» Description of the task:
Put every line of the entries below into a Markdown table with two columns, Row and Line. Number the rows and leave out any blank lines.

+-------+

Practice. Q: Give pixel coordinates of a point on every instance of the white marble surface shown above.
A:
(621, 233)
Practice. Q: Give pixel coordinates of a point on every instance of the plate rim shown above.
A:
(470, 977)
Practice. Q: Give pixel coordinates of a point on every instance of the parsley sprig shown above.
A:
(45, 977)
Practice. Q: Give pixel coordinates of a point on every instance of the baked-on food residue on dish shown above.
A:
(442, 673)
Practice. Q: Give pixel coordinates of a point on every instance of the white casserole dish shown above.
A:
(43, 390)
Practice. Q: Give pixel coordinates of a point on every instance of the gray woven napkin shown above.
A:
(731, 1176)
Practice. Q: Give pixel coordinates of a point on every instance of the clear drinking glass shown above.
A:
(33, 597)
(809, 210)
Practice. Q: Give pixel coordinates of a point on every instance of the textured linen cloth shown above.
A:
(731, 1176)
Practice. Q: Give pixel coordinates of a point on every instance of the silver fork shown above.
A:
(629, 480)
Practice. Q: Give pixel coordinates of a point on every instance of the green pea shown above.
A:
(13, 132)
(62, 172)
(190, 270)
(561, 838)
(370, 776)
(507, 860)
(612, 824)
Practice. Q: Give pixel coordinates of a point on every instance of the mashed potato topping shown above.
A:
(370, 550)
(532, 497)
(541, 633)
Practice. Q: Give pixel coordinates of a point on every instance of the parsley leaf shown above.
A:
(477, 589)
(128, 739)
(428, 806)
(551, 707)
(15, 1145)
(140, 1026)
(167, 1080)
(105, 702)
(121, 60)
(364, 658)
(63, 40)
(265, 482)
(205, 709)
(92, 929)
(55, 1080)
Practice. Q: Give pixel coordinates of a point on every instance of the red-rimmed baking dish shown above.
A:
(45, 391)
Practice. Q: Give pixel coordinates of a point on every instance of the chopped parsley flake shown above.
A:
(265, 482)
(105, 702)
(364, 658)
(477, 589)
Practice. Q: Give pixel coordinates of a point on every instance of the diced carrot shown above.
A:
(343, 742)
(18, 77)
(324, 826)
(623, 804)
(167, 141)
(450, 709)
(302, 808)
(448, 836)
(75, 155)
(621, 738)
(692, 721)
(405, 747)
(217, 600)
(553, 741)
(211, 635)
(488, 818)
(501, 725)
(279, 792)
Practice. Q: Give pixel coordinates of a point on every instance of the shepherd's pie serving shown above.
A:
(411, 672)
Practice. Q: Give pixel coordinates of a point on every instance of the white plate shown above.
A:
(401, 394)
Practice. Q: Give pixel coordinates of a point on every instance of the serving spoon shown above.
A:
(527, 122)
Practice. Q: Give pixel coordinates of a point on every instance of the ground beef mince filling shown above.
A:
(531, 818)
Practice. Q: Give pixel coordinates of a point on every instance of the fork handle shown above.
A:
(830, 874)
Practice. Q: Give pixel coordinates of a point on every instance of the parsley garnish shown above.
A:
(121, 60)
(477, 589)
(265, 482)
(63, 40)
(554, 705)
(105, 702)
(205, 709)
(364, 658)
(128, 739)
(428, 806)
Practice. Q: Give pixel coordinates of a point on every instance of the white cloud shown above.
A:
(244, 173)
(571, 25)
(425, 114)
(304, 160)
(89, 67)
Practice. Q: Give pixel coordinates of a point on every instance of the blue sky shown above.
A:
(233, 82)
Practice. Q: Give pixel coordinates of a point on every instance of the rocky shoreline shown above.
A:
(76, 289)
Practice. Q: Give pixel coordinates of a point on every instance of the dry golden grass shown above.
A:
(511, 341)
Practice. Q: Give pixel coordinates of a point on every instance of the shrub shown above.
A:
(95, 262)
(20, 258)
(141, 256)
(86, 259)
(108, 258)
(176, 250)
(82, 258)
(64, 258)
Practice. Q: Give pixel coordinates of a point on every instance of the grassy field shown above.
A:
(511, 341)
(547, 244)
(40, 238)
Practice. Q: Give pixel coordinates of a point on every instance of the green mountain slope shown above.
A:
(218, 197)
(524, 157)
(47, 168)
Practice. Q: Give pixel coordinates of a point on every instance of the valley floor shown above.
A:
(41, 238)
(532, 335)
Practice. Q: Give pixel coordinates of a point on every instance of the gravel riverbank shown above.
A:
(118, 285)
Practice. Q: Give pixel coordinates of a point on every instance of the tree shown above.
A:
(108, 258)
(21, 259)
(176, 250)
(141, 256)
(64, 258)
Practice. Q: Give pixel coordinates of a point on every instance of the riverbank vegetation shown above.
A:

+-------+

» Exercise response:
| Row | Line |
|---|---|
| 1 | Practice. Q: Give pixel coordinates of a point on every instance of the white marble surface shown above. |
| 2 | A: |
| 3 | (621, 233) |
| 4 | Practice. Q: Give pixel coordinates of a point on every instance of the plate rim shown above. |
| 5 | A: |
| 6 | (470, 977) |
| 7 | Practice. Q: Give pixel coordinates of a point on every instance of the parsley sprig shown above. |
| 8 | A: |
| 9 | (45, 977) |
| 10 | Practice. Q: Give pixel coordinates of a point on every instance of the baked-on food residue on dish shown above. |
| 11 | A: |
| 12 | (442, 673) |
| 13 | Practice. Q: Give pixel coordinates of a point on every instance of the white casserole dish shown above. |
| 14 | A: |
| 15 | (43, 390) |
| 16 | Practice. Q: Give pixel coordinates of a point on every instance of the gray woven napkin shown above. |
| 17 | A: |
| 18 | (731, 1176) |
| 19 | Practice. Q: Give pixel coordinates of a point on every instance of the clear drinking glass shown above. |
| 20 | A: |
| 21 | (33, 597) |
| 22 | (809, 210) |
| 23 | Practice. Q: Give pixel coordinates of a point on every instance of the textured linen cloth shown above. |
| 24 | A: |
| 25 | (731, 1176) |
| 26 | Practice. Q: Give pixel coordinates of a point on every instance of the silver fork shown above. |
| 27 | A: |
| 28 | (629, 480) |
| 29 | Practice. Q: Give pixel coordinates of a point on every instance of the green pea shown above. |
| 30 | A: |
| 31 | (13, 132) |
| 32 | (62, 172) |
| 33 | (190, 270) |
| 34 | (561, 838) |
| 35 | (370, 776) |
| 36 | (507, 860) |
| 37 | (612, 824) |
| 38 | Practice. Q: Give pixel coordinates of a point on every instance of the mashed potato topping shown above. |
| 39 | A: |
| 40 | (370, 550) |
| 41 | (532, 497) |
| 42 | (541, 633) |
| 43 | Practice. Q: Give pixel coordinates of a point on every instance of the parsley leaf shown above. |
| 44 | A: |
| 45 | (477, 589) |
| 46 | (128, 739) |
| 47 | (428, 806) |
| 48 | (551, 707) |
| 49 | (15, 1145) |
| 50 | (140, 1026) |
| 51 | (167, 1080) |
| 52 | (105, 702) |
| 53 | (121, 60) |
| 54 | (364, 658) |
| 55 | (63, 40) |
| 56 | (265, 482) |
| 57 | (205, 709) |
| 58 | (92, 929) |
| 59 | (55, 1080) |
| 60 | Practice. Q: Give pixel coordinates of a point on every instance of the red-rimmed baking dish shown above. |
| 61 | A: |
| 62 | (45, 391) |
| 63 | Practice. Q: Give pixel coordinates of a point on every instance of the chopped parsley flake shown above. |
| 64 | A: |
| 65 | (265, 482) |
| 66 | (105, 702) |
| 67 | (364, 658) |
| 68 | (477, 589) |
| 69 | Practice. Q: Give pixel coordinates of a point on every instance of the diced carrot shown above. |
| 70 | A: |
| 71 | (343, 742) |
| 72 | (18, 77) |
| 73 | (324, 826) |
| 74 | (623, 804) |
| 75 | (167, 141) |
| 76 | (450, 709) |
| 77 | (302, 808) |
| 78 | (448, 836) |
| 79 | (75, 155) |
| 80 | (621, 738) |
| 81 | (692, 721) |
| 82 | (405, 747) |
| 83 | (217, 600) |
| 84 | (553, 741) |
| 85 | (211, 635) |
| 86 | (488, 818) |
| 87 | (501, 725) |
| 88 | (279, 792) |
| 89 | Practice. Q: Give pixel coordinates of a point on every instance of the shepherd's pie serving shown above. |
| 90 | A: |
| 91 | (411, 672) |
| 92 | Practice. Q: Give pixel coordinates of a point on every instance of the white plate shown above. |
| 93 | A: |
| 94 | (401, 394) |
| 95 | Practice. Q: Give pixel coordinates of a point on every instance of the serving spoon shown above. |
| 96 | A: |
| 97 | (527, 122) |
| 98 | Practice. Q: Give pixel coordinates of a point on every instance of the ground beef mince filling shown above. |
| 99 | A: |
| 100 | (531, 818) |
| 101 | Practice. Q: Give pixel coordinates of a point on every instance of the fork handle shown above. |
| 102 | A: |
| 103 | (830, 874) |
| 104 | Practice. Q: Give pixel coordinates of a point on every instance of the parsley garnish shown above. |
| 105 | A: |
| 106 | (121, 60) |
| 107 | (477, 589) |
| 108 | (265, 482) |
| 109 | (63, 40) |
| 110 | (554, 705) |
| 111 | (105, 702) |
| 112 | (205, 709) |
| 113 | (364, 658) |
| 114 | (128, 739) |
| 115 | (428, 806) |
| 116 | Practice. Q: Give pixel coordinates of a point on every instance of the white cloud shown above. |
| 117 | A: |
| 118 | (244, 173) |
| 119 | (571, 25) |
| 120 | (425, 114) |
| 121 | (304, 160) |
| 122 | (89, 67) |
| 123 | Practice. Q: Give pixel coordinates of a point on every instance of the blue sky shown above. |
| 124 | A: |
| 125 | (233, 82) |
| 126 | Practice. Q: Give pixel coordinates of a point on every instance of the rocky shoreline shown above. |
| 127 | A: |
| 128 | (76, 289) |
| 129 | Practice. Q: Give pixel coordinates of a point on every instance of the dry golden grass shown above. |
| 130 | A: |
| 131 | (511, 341) |
| 132 | Practice. Q: Give pixel coordinates of a point on every instance of the shrub shown above. |
| 133 | A: |
| 134 | (95, 262) |
| 135 | (20, 258) |
| 136 | (141, 256) |
| 137 | (86, 259) |
| 138 | (108, 258) |
| 139 | (176, 250) |
| 140 | (82, 258) |
| 141 | (64, 258) |
| 142 | Practice. Q: Give pixel coordinates of a point on every instance of the grassy field shown above. |
| 143 | A: |
| 144 | (511, 341) |
| 145 | (547, 244) |
| 146 | (40, 238) |
| 147 | Practice. Q: Give pixel coordinates of a point on every instance of the green mountain slope shown above. |
| 148 | A: |
| 149 | (218, 197) |
| 150 | (524, 157) |
| 151 | (47, 168) |
| 152 | Practice. Q: Give pixel coordinates of a point on every instance of the valley floor shown above. |
| 153 | A: |
| 154 | (41, 238) |
| 155 | (532, 335) |
| 156 | Practice. Q: Give pixel coordinates of a point on every instance of the gravel riverbank shown above. |
| 157 | A: |
| 158 | (118, 285) |
| 159 | Practice. Q: Give pixel coordinates of a point on every instance of the tree shown above. |
| 160 | A: |
| 161 | (108, 258) |
| 162 | (21, 259) |
| 163 | (176, 250) |
| 164 | (141, 256) |
| 165 | (64, 258) |
| 166 | Practice. Q: Give pixel coordinates of a point on every instance of the riverbank vegetation shown above. |
| 167 | A: |